▶ [ASSIGNED TASK] Copy every line of the following data that includes the string "green".
Top of RECORDS FOR THE EXERCISE
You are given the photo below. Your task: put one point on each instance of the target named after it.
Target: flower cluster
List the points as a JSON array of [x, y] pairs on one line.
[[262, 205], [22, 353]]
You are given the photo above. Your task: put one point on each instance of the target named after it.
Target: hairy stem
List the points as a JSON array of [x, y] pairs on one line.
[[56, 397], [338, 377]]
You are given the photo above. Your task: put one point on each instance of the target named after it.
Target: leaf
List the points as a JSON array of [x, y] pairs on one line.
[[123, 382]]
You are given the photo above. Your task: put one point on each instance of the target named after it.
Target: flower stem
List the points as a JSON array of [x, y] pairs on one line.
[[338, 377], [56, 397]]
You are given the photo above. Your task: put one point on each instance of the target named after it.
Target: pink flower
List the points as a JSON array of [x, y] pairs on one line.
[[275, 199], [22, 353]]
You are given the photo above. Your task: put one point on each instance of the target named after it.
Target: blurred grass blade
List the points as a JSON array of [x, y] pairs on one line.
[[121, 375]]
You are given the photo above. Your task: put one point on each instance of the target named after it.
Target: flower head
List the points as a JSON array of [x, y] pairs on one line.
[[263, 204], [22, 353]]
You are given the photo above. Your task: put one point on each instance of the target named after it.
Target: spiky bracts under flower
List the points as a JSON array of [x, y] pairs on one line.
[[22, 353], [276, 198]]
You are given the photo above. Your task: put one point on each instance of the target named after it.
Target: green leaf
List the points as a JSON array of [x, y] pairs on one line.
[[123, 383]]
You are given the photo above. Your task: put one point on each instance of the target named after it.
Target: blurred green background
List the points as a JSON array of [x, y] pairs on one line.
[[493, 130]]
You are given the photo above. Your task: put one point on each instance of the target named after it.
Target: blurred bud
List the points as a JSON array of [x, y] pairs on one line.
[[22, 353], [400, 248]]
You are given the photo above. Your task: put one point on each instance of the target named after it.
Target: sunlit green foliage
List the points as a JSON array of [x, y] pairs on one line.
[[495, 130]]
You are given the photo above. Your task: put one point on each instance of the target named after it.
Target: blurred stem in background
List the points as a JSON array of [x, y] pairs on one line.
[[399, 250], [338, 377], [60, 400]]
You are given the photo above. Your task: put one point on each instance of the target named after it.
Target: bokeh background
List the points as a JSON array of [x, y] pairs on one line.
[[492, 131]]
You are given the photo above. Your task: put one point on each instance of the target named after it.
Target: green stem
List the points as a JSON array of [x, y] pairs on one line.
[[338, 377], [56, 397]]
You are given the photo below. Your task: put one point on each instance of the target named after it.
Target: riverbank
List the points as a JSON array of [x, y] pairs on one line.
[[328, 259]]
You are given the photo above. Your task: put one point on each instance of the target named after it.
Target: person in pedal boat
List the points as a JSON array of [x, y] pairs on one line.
Bottom of RECORDS FOR THE EXERCISE
▶ [ANSWER SPACE]
Target: green leaf
Target: blurred green background
Target: sunlit green foliage
Target: green stem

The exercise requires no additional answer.